# Tasks to carry out
[1] Answer these questions from the article on cats and bird flu.
(a) Which company's raw poultry did the infected cats eat?
(b) How many US cats have contracted bird flu since 2022?
(c) Which agency inspects flesh meant for humans?
[2] Using the article on cats and bird flu, decide whether each statement agrees with it. Answer yes or no and quote the words that decide it.
(a) The FDA alert lists blindness among the symptoms to watch for.
(b) It is known how contaminated meat is getting into pet food.
(c) Pet food is checked as closely as flesh for human consumption.

# Text section
========

Feeding Cats Raw Meat? You Might Be Feeding Them Bird Flu
Another raw pet food recall, another warning - this time for bird flu-contaminated chicken flesh. Cats in multiple US households have been infected with H5N1, and some have been euthanised as a result. The common factor? They were fed raw poultry from Wild Coast Pet Foods.
The US Food and Drug Administration (FDA) has issued an alert, urging cat guardians to watch for symptoms - fever, lethargy, eye and nose discharge, breathing difficulties, seizures, even blindness. Meanwhile, nearly 100 US cats have contracted bird flu since 2022, some after drinking raw milk from infected cows.
Here’s the kicker: it’s still unclear how contaminated meat is ending up in pet food. Flesh from bird flu-infected poultry farms is supposed to be prohibited from entering the supply chain. But pet food doesn’t face the same scrutiny as flesh for human consumption. While the US Department of Agriculture inspects flesh for humans, pet food often bypasses these checks, making it a dumping ground for low-quality, potentially dangerous ingredients.

========

# Extracted material
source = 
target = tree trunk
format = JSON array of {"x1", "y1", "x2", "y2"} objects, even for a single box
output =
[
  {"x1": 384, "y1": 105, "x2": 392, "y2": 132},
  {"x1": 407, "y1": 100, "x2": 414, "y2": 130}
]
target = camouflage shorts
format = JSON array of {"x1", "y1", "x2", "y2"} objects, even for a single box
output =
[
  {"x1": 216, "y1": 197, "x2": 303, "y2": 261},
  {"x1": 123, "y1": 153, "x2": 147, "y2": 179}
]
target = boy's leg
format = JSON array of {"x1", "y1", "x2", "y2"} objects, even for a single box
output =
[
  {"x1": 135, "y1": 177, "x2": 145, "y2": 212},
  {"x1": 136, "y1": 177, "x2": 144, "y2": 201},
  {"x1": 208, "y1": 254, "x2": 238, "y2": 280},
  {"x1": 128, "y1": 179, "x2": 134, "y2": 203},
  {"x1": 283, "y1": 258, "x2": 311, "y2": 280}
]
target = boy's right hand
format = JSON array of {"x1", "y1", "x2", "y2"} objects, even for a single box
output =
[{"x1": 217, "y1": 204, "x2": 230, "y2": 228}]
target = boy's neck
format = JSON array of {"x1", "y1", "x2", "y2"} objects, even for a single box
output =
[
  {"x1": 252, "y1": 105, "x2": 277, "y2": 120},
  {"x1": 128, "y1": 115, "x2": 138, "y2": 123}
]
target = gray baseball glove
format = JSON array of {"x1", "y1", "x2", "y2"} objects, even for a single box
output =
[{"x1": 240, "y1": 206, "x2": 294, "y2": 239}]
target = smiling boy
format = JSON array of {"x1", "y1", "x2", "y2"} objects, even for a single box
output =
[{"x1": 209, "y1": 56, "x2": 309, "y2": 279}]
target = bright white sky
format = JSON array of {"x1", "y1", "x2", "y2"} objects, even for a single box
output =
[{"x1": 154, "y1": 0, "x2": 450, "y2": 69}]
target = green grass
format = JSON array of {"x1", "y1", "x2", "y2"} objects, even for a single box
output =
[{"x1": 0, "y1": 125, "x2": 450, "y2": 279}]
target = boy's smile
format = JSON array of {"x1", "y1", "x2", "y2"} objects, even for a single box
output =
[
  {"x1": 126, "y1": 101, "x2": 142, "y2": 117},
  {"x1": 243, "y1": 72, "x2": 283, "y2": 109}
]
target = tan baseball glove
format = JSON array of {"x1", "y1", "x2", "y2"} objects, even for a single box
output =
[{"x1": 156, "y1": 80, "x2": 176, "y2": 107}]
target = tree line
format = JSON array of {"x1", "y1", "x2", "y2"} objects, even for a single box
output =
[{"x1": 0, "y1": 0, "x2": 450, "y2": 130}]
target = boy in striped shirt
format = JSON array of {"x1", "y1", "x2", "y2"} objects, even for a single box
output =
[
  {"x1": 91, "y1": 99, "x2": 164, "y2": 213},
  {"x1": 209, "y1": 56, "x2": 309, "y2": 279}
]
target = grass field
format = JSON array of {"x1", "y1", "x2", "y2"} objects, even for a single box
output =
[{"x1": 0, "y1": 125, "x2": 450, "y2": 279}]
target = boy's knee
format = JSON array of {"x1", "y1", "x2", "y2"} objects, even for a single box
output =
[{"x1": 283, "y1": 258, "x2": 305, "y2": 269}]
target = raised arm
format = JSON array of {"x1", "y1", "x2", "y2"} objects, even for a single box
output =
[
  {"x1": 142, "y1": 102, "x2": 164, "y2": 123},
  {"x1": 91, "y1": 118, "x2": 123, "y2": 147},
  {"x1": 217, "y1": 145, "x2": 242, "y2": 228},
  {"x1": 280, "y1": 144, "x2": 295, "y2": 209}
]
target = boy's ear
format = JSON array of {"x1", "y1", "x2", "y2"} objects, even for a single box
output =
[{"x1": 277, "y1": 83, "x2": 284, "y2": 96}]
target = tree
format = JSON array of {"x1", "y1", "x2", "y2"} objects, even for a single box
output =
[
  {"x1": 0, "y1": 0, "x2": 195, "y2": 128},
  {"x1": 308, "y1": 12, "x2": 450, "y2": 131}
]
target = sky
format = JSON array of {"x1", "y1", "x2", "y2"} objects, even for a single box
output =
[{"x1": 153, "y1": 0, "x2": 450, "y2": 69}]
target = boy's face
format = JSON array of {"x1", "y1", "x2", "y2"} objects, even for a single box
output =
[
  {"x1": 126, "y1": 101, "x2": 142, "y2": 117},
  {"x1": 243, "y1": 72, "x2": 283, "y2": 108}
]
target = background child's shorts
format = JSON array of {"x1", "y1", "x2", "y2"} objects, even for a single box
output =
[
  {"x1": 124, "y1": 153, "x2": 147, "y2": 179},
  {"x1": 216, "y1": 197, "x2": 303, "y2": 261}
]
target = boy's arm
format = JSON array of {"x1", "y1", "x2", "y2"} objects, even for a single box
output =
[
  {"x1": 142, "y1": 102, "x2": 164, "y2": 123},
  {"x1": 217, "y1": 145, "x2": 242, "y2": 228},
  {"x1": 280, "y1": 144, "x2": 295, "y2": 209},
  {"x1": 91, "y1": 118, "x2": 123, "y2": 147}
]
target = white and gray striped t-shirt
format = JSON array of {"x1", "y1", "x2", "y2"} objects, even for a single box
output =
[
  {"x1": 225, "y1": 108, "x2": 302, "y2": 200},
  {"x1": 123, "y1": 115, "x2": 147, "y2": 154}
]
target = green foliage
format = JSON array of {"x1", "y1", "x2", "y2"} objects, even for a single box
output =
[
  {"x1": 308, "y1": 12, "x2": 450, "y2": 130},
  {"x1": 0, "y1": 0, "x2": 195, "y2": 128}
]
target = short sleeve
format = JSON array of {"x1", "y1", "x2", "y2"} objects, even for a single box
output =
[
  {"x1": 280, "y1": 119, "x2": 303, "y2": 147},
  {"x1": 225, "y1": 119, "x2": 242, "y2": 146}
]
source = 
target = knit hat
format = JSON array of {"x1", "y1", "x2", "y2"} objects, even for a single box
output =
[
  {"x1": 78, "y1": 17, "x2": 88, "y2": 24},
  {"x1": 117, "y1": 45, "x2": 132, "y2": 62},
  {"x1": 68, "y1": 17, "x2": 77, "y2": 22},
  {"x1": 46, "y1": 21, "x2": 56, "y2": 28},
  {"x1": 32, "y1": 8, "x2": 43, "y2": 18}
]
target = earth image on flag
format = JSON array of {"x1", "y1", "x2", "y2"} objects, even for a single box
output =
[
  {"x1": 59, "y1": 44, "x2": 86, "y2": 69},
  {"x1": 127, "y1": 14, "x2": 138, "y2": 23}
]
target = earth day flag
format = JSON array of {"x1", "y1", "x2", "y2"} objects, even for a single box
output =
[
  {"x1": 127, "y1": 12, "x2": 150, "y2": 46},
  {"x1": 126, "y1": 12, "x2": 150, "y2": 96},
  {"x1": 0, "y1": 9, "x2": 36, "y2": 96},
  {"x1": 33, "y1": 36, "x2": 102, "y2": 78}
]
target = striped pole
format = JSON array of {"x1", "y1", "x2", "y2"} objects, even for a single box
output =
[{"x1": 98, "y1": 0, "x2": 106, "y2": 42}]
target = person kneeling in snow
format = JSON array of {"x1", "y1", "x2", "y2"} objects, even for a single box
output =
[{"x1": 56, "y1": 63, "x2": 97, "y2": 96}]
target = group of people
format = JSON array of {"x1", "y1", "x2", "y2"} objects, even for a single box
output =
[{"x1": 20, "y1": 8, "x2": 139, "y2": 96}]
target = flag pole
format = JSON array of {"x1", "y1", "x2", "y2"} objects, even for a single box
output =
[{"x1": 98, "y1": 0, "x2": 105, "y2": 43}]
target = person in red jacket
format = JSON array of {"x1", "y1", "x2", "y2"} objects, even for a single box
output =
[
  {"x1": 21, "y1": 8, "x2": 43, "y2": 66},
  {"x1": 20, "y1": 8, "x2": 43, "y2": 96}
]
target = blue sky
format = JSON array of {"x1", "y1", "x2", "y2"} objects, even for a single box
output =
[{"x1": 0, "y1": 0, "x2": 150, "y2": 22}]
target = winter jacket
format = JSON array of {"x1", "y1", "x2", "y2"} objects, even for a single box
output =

========

# Problem solutions
[1]
(a) Wild Coast Pet Foods
(b) Nearly 100
(c) The US Department of Agriculture

[2]
(a) Yes: "seizures, even blindness"
(b) No: "it’s still unclear how contaminated meat is ending up in pet food"
(c) No: "pet food doesn’t face the same scrutiny as flesh for human consumption"